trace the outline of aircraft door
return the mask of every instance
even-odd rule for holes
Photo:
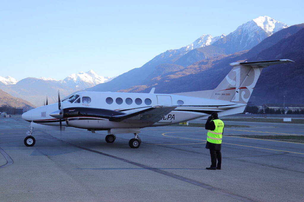
[[[172,105],[172,99],[170,95],[157,95],[158,105]]]

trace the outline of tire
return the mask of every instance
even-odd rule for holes
[[[141,142],[138,139],[133,138],[129,141],[129,146],[131,148],[136,149],[138,148],[140,146]]]
[[[28,136],[24,138],[24,144],[27,147],[33,147],[35,144],[36,141],[32,136]]]
[[[105,141],[108,143],[113,143],[116,139],[115,136],[111,134],[105,136]]]

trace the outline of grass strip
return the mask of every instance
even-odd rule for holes
[[[304,136],[299,135],[240,135],[240,137],[259,139],[273,140],[304,143]]]
[[[224,124],[225,123],[224,123]],[[200,127],[205,128],[205,124],[196,124],[189,123],[189,125],[180,125],[179,124],[172,124],[168,126],[180,126],[181,127]],[[252,127],[252,126],[245,126],[243,125],[228,125],[225,124],[225,128],[236,128],[236,127]]]
[[[304,124],[304,119],[293,119],[291,121],[283,121],[282,118],[223,118],[221,120],[224,121],[241,121],[247,122],[259,122],[263,123],[279,123],[286,124]]]

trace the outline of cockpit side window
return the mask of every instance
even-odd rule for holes
[[[88,104],[91,102],[91,98],[90,97],[82,97],[82,103]]]
[[[79,95],[73,95],[73,96],[70,97],[70,98],[67,100],[67,101],[69,101],[71,103],[72,103],[75,101],[75,100],[77,99],[77,98],[79,97]]]
[[[80,98],[78,98],[78,99],[75,101],[74,103],[80,103]]]

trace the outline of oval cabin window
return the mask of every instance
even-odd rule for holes
[[[136,98],[135,99],[135,103],[137,105],[140,105],[141,104],[141,103],[143,103],[143,101],[140,98]]]
[[[111,104],[113,103],[113,99],[112,99],[112,98],[109,97],[105,99],[105,102],[109,104]]]

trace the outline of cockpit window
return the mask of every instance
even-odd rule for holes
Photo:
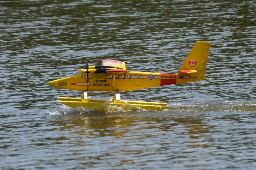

§ GIVEN EXERCISE
Rewrite all of the data above with "every instance" changed to "each instance" and everything else left as it is. Leave the pictures out of your answer.

§ ANSWER IN FULL
trace the outline of aircraft door
return the mask of each instance
even-odd rule for holes
Photo:
[[[172,105],[172,99],[170,95],[157,95],[158,105]]]

trace the outline of tire
return the mask of each instance
even-odd rule for holes
[[[141,142],[138,139],[133,138],[129,141],[129,146],[131,148],[136,149],[138,148],[140,146]]]
[[[28,136],[24,138],[24,144],[27,147],[33,147],[35,144],[36,141],[32,136]]]
[[[105,141],[108,143],[113,143],[116,139],[115,136],[111,134],[105,136]]]

trace the outline of grass strip
return the mask of each instance
even-odd rule for holes
[[[304,136],[299,135],[240,135],[240,137],[259,139],[273,140],[304,143]]]
[[[224,124],[225,123],[224,123]],[[200,127],[205,128],[205,124],[196,124],[189,123],[189,125],[180,125],[179,124],[172,124],[168,126],[180,126],[181,127]],[[252,127],[252,126],[245,126],[243,125],[228,125],[225,124],[225,128],[236,128],[236,127]]]
[[[304,124],[304,119],[293,119],[291,121],[283,121],[282,118],[223,118],[221,120],[224,121],[241,121],[247,122],[259,122],[263,123],[279,123],[286,124]]]

trace the outline of cockpit side window
return the mask of each instance
even-odd rule for holes
[[[88,104],[91,102],[91,98],[90,97],[82,97],[82,103]]]
[[[79,95],[73,95],[73,96],[70,97],[70,98],[67,100],[67,101],[69,101],[71,103],[72,103],[75,101],[75,100],[77,99],[77,98],[79,97]]]
[[[80,98],[78,98],[78,99],[75,101],[74,103],[80,103]]]

trace the outline of oval cabin window
return the mask of each instance
even-odd rule for holes
[[[136,98],[135,99],[135,103],[137,105],[140,105],[141,104],[141,103],[143,103],[143,101],[140,98]]]
[[[111,104],[113,103],[113,99],[112,99],[112,98],[109,97],[105,99],[105,102],[109,104]]]

trace the outline of cockpit window
return the mask of each instance
even-odd rule for holes
Photo:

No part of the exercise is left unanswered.